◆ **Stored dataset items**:

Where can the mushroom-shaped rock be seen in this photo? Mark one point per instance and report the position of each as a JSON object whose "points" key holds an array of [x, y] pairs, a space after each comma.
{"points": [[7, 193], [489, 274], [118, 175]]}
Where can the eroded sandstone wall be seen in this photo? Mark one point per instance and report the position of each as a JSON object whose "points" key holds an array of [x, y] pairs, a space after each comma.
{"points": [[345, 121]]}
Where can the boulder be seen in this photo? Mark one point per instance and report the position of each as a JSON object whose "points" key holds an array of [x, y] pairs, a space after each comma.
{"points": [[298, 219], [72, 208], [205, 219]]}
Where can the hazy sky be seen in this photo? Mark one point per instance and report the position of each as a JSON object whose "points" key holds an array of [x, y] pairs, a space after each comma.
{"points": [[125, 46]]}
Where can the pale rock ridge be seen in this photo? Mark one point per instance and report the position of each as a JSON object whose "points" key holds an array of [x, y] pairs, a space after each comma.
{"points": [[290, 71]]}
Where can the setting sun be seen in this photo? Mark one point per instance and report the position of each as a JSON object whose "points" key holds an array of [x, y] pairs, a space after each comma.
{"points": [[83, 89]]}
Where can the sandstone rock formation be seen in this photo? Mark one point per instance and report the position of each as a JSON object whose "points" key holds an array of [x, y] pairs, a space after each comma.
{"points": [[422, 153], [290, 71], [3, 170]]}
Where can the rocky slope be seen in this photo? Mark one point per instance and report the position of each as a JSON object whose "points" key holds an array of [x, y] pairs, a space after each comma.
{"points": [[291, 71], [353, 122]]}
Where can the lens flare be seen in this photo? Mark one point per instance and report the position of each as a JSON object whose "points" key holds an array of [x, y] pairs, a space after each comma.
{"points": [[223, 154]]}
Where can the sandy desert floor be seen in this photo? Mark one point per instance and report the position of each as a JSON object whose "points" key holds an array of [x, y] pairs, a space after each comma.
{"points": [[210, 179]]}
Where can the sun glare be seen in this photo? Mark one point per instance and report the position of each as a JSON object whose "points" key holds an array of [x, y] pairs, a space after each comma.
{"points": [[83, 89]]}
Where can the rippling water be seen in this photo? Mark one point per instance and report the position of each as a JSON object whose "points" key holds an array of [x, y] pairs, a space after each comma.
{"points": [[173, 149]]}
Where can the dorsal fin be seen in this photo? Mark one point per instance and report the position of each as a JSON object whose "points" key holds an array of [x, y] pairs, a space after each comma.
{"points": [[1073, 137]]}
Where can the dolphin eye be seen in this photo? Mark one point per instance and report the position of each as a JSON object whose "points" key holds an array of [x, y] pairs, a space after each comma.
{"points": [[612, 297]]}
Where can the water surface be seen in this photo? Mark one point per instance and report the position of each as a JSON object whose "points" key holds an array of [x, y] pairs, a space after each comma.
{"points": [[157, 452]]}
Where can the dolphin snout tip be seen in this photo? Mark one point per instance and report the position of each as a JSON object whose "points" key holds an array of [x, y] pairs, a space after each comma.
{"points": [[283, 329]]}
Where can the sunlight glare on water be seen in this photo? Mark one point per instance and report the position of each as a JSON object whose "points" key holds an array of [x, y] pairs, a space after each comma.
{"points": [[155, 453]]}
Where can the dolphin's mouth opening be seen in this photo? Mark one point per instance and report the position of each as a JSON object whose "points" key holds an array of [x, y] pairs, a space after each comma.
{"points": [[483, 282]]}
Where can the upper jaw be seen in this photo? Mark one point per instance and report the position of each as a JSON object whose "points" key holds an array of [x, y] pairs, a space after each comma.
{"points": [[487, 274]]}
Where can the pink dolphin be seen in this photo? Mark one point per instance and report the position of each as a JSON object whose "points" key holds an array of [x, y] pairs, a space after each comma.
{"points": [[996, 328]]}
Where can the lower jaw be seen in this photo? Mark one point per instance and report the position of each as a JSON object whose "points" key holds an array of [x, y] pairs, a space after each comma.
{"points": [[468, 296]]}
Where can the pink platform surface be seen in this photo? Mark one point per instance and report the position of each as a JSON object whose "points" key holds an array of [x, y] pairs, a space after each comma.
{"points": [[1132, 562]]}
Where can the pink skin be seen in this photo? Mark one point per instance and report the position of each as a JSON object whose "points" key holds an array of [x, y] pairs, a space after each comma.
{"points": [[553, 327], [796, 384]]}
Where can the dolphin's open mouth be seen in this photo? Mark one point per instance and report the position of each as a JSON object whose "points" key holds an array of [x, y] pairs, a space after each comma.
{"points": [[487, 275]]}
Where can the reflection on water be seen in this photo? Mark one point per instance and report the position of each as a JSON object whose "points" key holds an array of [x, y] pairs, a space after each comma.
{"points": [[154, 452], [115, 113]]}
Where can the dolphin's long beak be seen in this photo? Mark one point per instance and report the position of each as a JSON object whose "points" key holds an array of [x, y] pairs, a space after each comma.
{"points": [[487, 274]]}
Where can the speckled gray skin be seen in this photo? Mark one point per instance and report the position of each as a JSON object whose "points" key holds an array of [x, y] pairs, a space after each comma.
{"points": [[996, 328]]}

◆ **Your assignment**:
Set down exactly the lines from the one that contains "Where can the dolphin's long" to the final line above, both included, and nothing more.

◆ **Answer area**:
Where can the dolphin's long beak be seen in this photo? Mark one point per instance and report the position of each as a JSON object whose "points" key holds an array of [x, y] pairs, a space after each comma.
{"points": [[487, 274]]}
Where can the speckled gray skin be seen in this photo? Mark one point per instance and report the position of each as a JSON object whose "points" key holds an array of [x, y] pairs, a space after each comma.
{"points": [[996, 328]]}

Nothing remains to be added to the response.